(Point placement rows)
****************

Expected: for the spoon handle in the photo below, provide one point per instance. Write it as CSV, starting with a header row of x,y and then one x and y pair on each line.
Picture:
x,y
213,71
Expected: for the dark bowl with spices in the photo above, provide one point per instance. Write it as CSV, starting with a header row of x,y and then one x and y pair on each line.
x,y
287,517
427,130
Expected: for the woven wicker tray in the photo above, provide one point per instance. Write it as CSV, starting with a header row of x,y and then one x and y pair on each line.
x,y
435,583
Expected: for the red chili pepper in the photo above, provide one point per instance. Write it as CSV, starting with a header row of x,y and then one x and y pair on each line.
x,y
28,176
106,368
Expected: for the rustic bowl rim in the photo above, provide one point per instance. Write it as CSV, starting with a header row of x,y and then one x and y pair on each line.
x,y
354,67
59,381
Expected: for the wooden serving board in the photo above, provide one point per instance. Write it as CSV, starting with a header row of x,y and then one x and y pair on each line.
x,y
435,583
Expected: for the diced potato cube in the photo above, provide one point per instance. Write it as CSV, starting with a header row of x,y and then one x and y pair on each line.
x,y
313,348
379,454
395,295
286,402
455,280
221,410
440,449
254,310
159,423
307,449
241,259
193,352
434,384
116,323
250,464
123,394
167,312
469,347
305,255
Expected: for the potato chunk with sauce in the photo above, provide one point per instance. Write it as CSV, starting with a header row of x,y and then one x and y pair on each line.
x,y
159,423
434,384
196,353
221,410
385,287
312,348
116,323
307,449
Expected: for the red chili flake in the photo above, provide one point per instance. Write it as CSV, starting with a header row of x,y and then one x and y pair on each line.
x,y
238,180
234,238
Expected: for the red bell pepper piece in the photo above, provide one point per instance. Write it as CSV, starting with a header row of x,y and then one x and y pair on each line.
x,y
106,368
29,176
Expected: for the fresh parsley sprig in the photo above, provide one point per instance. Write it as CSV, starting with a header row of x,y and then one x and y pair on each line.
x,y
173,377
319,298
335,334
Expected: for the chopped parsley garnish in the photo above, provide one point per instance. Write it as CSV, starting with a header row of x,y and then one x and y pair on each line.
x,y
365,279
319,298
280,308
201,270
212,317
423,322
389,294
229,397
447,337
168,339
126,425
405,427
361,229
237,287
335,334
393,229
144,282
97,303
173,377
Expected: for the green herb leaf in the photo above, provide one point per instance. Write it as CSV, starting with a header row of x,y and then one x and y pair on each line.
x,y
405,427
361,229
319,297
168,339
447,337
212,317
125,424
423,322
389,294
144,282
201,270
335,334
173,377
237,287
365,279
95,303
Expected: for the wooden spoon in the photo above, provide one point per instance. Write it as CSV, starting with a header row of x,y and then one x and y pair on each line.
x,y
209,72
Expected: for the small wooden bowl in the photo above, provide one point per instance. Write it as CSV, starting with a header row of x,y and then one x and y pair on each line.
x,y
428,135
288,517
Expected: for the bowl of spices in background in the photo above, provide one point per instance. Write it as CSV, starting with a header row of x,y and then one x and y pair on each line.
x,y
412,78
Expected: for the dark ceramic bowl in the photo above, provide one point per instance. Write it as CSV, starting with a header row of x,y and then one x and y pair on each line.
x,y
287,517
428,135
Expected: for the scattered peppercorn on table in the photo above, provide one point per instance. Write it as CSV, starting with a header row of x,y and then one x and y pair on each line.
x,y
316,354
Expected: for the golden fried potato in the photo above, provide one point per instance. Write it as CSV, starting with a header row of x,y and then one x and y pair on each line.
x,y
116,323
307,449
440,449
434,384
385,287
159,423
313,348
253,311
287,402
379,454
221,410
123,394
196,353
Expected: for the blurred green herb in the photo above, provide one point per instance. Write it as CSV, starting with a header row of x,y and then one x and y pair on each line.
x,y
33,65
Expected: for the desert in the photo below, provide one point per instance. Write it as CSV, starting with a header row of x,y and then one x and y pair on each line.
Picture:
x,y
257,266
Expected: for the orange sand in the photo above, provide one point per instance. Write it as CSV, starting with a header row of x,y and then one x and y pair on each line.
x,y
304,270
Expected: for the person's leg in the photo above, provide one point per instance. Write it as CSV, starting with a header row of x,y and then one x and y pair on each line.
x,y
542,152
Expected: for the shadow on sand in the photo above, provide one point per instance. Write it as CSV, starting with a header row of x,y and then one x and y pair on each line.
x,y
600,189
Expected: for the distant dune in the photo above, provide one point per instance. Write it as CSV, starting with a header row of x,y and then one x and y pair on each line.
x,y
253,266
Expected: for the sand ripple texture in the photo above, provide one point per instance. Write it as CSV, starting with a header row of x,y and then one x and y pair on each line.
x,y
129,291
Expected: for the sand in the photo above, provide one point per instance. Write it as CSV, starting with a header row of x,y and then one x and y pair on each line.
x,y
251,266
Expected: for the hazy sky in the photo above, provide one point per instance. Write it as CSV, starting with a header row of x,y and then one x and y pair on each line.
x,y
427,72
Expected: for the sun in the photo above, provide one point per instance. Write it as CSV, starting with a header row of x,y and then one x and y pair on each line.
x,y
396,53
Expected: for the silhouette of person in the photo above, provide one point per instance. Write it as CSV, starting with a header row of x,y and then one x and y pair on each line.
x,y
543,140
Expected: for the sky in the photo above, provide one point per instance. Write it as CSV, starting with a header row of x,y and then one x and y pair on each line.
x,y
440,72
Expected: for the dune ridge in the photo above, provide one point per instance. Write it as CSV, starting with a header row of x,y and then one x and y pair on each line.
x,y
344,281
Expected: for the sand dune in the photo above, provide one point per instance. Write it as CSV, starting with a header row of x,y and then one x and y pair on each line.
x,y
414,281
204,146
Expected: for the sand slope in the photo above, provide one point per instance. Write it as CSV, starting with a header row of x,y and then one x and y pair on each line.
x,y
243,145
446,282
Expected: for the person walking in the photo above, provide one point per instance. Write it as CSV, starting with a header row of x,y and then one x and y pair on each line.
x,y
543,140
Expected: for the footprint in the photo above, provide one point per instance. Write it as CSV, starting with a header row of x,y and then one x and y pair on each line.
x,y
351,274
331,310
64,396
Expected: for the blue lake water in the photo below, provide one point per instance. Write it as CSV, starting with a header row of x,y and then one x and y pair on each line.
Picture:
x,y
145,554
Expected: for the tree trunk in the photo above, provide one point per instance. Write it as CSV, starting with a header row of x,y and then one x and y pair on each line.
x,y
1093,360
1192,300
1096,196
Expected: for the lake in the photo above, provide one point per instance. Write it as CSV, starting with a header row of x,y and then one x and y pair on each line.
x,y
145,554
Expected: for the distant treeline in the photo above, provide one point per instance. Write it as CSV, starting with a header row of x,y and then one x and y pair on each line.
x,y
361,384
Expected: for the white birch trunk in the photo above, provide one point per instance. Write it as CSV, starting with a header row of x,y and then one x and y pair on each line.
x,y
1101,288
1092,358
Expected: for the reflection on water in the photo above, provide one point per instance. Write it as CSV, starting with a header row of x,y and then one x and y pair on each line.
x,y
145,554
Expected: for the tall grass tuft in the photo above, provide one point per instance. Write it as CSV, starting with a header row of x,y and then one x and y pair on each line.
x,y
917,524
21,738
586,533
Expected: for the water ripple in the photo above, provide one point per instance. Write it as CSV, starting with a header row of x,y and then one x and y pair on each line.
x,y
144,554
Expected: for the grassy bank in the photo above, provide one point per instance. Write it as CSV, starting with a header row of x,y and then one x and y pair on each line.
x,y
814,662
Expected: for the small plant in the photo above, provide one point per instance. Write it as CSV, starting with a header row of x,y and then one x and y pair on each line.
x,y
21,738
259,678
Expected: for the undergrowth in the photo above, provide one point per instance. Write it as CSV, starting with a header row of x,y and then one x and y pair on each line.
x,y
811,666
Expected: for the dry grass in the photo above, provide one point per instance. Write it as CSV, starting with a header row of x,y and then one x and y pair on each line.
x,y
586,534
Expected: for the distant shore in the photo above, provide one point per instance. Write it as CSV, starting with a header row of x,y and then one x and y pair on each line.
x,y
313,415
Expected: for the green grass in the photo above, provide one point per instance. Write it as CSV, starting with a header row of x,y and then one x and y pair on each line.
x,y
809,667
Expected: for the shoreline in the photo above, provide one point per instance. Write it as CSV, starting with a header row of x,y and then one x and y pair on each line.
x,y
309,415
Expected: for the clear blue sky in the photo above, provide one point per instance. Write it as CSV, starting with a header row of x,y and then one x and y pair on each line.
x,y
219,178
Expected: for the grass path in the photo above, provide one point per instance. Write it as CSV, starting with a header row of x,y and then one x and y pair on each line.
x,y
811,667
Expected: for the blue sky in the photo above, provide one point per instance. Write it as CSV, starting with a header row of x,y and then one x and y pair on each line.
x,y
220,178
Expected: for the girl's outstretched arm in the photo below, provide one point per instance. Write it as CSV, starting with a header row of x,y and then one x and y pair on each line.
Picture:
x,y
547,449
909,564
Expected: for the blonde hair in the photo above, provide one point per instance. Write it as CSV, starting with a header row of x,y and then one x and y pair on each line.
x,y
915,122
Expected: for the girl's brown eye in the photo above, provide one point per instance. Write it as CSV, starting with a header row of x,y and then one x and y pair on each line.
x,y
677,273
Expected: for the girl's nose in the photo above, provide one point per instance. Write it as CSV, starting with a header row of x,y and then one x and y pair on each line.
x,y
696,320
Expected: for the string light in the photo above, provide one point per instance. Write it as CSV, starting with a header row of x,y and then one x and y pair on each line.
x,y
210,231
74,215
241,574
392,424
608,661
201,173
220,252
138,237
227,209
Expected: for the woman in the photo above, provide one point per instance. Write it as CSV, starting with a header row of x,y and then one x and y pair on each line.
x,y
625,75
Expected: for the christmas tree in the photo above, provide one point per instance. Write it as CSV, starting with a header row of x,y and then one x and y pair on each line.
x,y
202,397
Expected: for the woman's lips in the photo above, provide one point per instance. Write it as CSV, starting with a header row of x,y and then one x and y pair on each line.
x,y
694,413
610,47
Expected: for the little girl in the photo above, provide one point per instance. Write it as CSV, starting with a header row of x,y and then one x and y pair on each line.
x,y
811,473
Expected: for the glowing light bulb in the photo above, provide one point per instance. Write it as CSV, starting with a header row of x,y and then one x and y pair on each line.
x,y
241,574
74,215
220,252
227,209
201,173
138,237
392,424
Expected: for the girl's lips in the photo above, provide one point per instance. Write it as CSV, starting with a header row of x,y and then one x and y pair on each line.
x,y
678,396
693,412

****************

> **GIVEN REQUEST**
Copy, unchanged, every line from the one containing "Expected: for the glowing" through the final line of the rows.

> **EXERCISE RESULT**
Expected: for the glowing light bulb in the photo above, provide one point per instance. Write it as CSV, starting with a header row of x,y and then one x and y pair on each line.
x,y
241,574
74,215
220,252
227,209
201,173
138,237
392,424
Expected: for the girl's lips in the photo above, provide one point per instance. Write it as CSV, starting with a header row of x,y and then one x and y pair on each line.
x,y
678,396
693,412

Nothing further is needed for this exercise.